**Exercise material**
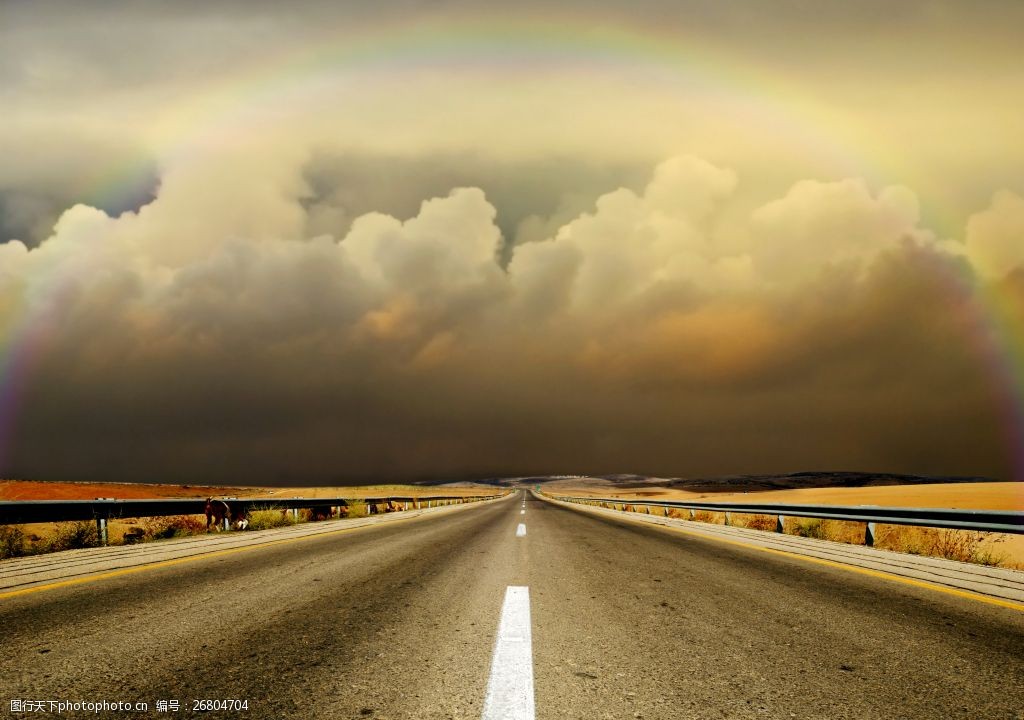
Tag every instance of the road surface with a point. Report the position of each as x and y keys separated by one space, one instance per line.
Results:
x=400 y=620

==

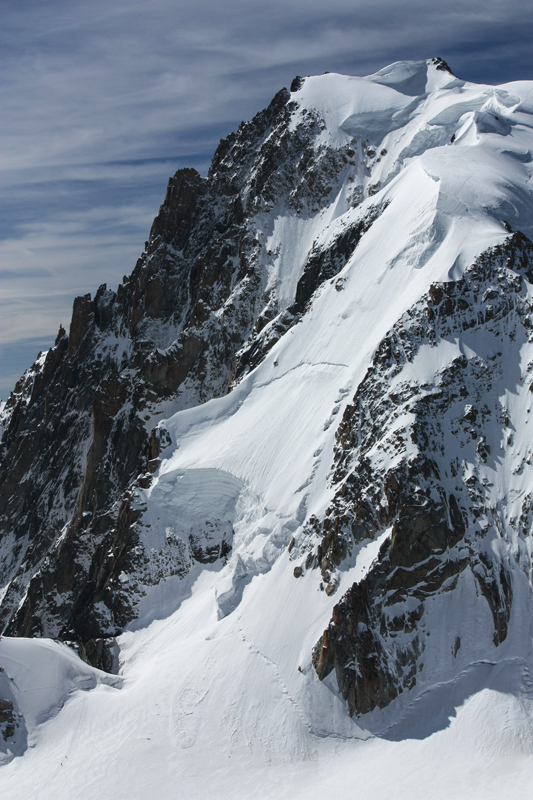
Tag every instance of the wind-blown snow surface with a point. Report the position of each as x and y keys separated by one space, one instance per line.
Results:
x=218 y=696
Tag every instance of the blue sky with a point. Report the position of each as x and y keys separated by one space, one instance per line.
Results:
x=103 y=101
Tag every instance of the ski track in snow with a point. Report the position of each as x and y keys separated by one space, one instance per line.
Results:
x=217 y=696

==

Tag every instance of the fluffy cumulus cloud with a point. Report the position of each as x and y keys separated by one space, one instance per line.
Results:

**Given problem**
Rewrite the records starting with the line that contains "Tag every instance of the ski" and going on through the line that contains "x=217 y=696", keeping the request text, and shift each x and y coordinate in the results by adding 126 to it.

**Solution to this exercise**
Tag every instance of the ski track in snow with a point. Report the position of each as x and y keys separated by one space, one instance per line.
Results:
x=343 y=822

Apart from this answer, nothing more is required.